▶ Text segment

= = = = =

The development of the rhetorical presidency started in 1898 with William McKinley's (25th U.S. president) fall tour. Other rhetorical presidents include Theodore Roosevelt, Woodrow Wilson, and Franklin Roosevelt.

A few examples of McKinley as a rhetorical president are his speeches following the Spanish-American War around the 1898 midterms. In such speeches, McKinley addressed the electorate on public policy issues.

The president following McKinley's assassination in 1901, Theodore Roosevelt, continued to diverge from the traditional presidency into the rhetorical presidency. A key example of his strategized presidential rhetoric was during the Brownsville Raid in 1906.

The 28th President, Woodrow Wilson helped transform the presidential office. He used his press conferences as a way to garner support from the American public for certain legislation.

Through the use of his fireside chats, Franklin Roosevelt directly addressed the public on policy issues. Starting in 1933, American's tuned in weekly to hear Roosevelt over the radio. He used rhetoric such as "my friends" to informally and emphatically address the public, amidst the Banking Crisis in March 1933.

The term "rhetorical presidency" was introduced by political scientists James Ceaser, Glen E. Thurow, Jeffrey Tulis, and Joseph Bessette in 1981. Tulis wrote the foundational book on the subject entitled The Rhetorical Presidency, in 1987. Tulis' book spurred engaged debate on the history and evolution of presidential rhetoric by many professors and professionals, with Tulis himself later revising positions taken, in his book The Rhetorical Presidency in Retrospect, released in 2007.

By relying less on the traditional methods of communication with Congress, presidents rely more on the approval of the people as a means of governance. Presidents hope the people will put pressure on their members of Congress to side with the president.

= = = = =

▶ Required action
Reproduce word for word the passage on the rhetorical presidency that opens with the words containing "A few examples" and closes with "public policy issues.".

Stored data entries:
= = = = =

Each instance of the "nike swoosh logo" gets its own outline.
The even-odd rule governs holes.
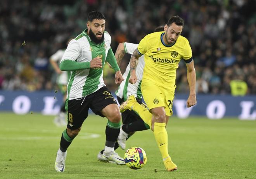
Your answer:
[[[118,159],[118,158],[116,158],[116,159],[118,159],[119,160],[123,161],[123,162],[124,162],[124,161],[125,161],[125,160],[122,160],[122,159]]]

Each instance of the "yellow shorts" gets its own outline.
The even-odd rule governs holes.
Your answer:
[[[142,81],[141,91],[143,99],[149,110],[157,107],[164,108],[166,115],[173,114],[173,101],[174,98],[175,88],[164,88],[154,84],[154,82]]]

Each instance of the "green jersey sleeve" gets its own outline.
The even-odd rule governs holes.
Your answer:
[[[90,67],[90,62],[77,62],[67,59],[62,61],[60,64],[60,69],[62,71],[74,71],[87,69]]]

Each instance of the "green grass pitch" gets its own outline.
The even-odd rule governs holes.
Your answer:
[[[54,117],[0,113],[0,179],[256,179],[256,122],[171,118],[168,149],[178,170],[165,171],[153,133],[138,132],[126,147],[146,152],[146,165],[133,170],[97,160],[104,146],[106,118],[90,115],[68,149],[64,173],[54,168],[64,127]],[[118,153],[123,156],[125,151]]]

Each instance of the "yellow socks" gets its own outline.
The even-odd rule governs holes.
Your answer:
[[[168,136],[165,129],[165,123],[155,122],[154,135],[163,159],[169,157]]]
[[[152,114],[149,111],[142,106],[138,103],[136,103],[131,106],[133,110],[138,114],[140,117],[151,128],[152,123]]]

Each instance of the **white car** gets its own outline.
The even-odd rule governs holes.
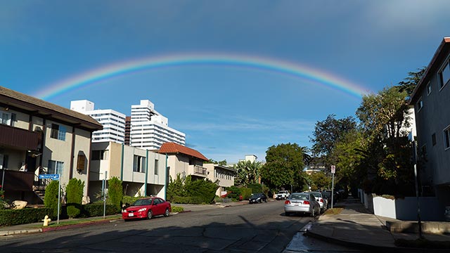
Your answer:
[[[295,193],[284,202],[284,213],[288,216],[291,214],[307,214],[311,216],[320,214],[321,206],[316,197],[309,193]]]
[[[289,192],[287,190],[280,190],[275,195],[275,198],[277,200],[285,200],[289,197]]]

= = = = =

▶ Solved exercise
A few examples of McKinley as a rhetorical president are his speeches following the Spanish-American War around the 1898 midterms. In such speeches, McKinley addressed the electorate on public policy issues.